**** Recorded data
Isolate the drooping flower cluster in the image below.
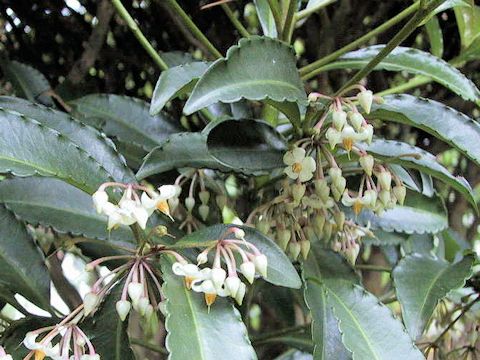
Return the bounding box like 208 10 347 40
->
172 227 268 306
251 86 406 263
92 182 178 230
23 305 100 360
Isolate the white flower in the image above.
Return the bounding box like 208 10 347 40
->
240 261 255 284
283 148 317 182
172 262 212 289
92 190 108 214
141 185 181 216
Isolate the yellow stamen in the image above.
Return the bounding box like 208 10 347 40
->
35 350 46 360
156 200 170 216
185 276 195 290
205 294 217 307
343 138 353 151
292 163 302 174
353 200 363 215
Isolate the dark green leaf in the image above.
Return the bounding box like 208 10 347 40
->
253 0 278 38
84 281 135 360
371 95 480 168
0 96 136 183
150 62 210 115
184 36 307 119
0 205 50 309
0 60 53 106
358 140 476 208
323 45 480 101
71 94 181 151
0 108 113 193
305 247 424 360
207 120 286 174
393 254 474 339
161 257 257 360
175 224 302 289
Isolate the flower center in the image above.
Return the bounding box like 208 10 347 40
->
343 138 353 151
205 293 217 306
292 163 302 174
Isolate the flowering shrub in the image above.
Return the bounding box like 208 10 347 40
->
0 0 480 360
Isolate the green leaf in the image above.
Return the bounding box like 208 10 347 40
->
161 257 257 360
357 192 448 234
425 16 443 58
0 177 133 243
70 94 181 151
173 224 302 289
150 62 210 115
323 45 480 101
0 96 136 183
84 281 135 360
137 133 230 179
0 60 53 106
303 250 352 360
206 119 286 174
183 36 307 115
0 205 50 309
371 95 480 168
358 140 477 209
392 254 474 339
0 108 113 193
253 0 278 39
305 247 424 360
********
■ **The exercise**: Copy the records between the line holding "Isolate the flowering" and the line holding "0 0 480 360", inclusive, keeping the request lines as they are. Raise every coordinate in the answers by 86.

■ **Exercise result**:
Isolate the flowering shrub in the image above.
Return the bounding box like 208 10 347 40
->
86 86 566 446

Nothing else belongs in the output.